- _Provided material_
* * * *
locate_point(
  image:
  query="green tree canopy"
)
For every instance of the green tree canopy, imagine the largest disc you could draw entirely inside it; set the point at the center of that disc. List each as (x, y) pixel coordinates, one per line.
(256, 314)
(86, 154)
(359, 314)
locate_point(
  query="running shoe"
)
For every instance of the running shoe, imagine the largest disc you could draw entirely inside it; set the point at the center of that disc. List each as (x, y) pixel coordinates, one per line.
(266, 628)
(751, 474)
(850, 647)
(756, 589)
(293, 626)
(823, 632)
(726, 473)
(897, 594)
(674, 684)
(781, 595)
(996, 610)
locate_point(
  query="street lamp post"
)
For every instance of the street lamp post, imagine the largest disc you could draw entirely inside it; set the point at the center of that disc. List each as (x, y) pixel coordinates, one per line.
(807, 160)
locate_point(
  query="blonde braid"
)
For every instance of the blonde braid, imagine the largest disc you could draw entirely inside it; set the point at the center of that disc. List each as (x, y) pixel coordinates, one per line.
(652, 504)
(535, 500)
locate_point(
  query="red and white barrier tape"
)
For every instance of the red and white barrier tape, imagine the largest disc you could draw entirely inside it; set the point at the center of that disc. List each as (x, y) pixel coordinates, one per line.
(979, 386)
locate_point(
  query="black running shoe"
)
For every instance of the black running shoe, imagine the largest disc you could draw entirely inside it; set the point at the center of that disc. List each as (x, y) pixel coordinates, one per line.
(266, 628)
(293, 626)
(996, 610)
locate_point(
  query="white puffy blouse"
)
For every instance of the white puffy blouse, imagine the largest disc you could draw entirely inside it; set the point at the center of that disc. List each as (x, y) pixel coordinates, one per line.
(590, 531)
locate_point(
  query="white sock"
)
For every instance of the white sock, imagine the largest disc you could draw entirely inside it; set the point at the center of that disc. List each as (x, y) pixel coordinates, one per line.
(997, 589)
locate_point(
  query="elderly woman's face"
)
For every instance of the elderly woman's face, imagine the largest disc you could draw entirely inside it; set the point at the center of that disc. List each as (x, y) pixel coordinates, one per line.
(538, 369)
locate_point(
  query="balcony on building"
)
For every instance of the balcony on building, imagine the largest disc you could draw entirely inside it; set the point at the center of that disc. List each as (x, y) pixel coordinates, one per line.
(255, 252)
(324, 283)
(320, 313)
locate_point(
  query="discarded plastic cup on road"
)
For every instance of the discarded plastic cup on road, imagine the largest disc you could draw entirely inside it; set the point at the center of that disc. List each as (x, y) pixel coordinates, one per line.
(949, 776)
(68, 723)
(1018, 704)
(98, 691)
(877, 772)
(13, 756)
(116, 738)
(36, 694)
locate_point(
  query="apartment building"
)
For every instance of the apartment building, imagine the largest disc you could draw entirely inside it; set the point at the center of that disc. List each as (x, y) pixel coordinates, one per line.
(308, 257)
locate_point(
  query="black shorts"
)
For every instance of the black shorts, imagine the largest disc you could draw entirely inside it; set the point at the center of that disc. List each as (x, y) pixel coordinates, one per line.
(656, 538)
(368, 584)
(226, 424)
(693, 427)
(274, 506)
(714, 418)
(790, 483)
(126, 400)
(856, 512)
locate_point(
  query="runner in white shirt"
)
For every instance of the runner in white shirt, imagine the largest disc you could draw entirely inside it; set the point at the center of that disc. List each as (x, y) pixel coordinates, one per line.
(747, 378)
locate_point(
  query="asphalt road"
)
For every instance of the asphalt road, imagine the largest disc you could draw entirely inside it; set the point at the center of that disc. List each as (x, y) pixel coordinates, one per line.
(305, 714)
* * * *
- _Work to do_
Count the lines in the records above that contain the string "elderly", treating case as significant, and reply with the number alone.

- _Completed task_
2